■ **WORK INSTRUCTIONS**
Go line by line through the data below, counting each one that has "wall", and give the final count only.

■ **DATA EXCERPTS**
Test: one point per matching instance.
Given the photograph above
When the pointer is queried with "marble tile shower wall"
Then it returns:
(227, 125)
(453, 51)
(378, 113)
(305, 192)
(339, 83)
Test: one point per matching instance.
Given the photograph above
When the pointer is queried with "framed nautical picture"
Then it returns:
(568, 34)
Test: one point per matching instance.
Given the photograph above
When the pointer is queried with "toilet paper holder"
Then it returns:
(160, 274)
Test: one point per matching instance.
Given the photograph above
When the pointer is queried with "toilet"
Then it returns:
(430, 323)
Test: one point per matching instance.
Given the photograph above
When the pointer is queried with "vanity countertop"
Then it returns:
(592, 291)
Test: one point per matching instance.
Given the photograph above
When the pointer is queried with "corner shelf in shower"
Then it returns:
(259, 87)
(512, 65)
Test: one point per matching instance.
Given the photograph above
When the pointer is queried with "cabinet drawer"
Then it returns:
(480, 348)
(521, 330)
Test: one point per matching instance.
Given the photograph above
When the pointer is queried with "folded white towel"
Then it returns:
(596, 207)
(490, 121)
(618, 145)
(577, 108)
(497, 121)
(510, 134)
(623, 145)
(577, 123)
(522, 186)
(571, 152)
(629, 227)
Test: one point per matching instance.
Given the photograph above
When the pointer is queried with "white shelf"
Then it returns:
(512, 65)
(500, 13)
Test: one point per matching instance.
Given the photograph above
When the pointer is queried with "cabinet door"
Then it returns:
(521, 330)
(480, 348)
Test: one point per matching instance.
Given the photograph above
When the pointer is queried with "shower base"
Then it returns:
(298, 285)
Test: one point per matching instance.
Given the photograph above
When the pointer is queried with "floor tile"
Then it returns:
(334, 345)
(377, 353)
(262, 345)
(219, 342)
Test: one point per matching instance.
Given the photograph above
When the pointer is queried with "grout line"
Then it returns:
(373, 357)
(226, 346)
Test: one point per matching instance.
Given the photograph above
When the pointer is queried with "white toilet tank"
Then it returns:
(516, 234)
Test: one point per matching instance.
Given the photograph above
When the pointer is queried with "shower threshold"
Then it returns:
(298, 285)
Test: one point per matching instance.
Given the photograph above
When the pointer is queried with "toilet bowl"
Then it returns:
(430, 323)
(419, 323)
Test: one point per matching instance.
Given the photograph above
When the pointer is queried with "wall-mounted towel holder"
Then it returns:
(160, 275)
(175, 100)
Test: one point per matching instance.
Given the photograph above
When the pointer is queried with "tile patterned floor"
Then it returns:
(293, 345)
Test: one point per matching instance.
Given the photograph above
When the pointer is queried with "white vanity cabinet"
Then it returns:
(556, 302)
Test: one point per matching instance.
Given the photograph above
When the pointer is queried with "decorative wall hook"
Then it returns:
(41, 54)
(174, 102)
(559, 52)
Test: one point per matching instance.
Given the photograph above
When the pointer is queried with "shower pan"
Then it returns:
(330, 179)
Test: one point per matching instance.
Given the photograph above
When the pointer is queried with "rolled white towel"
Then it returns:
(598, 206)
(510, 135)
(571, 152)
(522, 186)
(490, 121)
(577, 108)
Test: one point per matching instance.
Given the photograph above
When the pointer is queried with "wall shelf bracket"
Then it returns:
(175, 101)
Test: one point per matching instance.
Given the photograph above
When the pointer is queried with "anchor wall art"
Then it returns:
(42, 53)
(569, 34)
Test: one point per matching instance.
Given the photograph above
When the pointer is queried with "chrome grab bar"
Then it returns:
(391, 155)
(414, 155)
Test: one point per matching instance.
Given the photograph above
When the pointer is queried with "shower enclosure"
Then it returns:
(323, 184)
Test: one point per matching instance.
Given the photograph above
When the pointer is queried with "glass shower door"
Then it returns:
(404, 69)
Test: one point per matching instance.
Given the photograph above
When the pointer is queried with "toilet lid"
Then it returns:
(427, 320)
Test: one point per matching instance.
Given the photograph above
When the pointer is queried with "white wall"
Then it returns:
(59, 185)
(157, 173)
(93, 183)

■ **SOLUTION TO THIS TASK**
6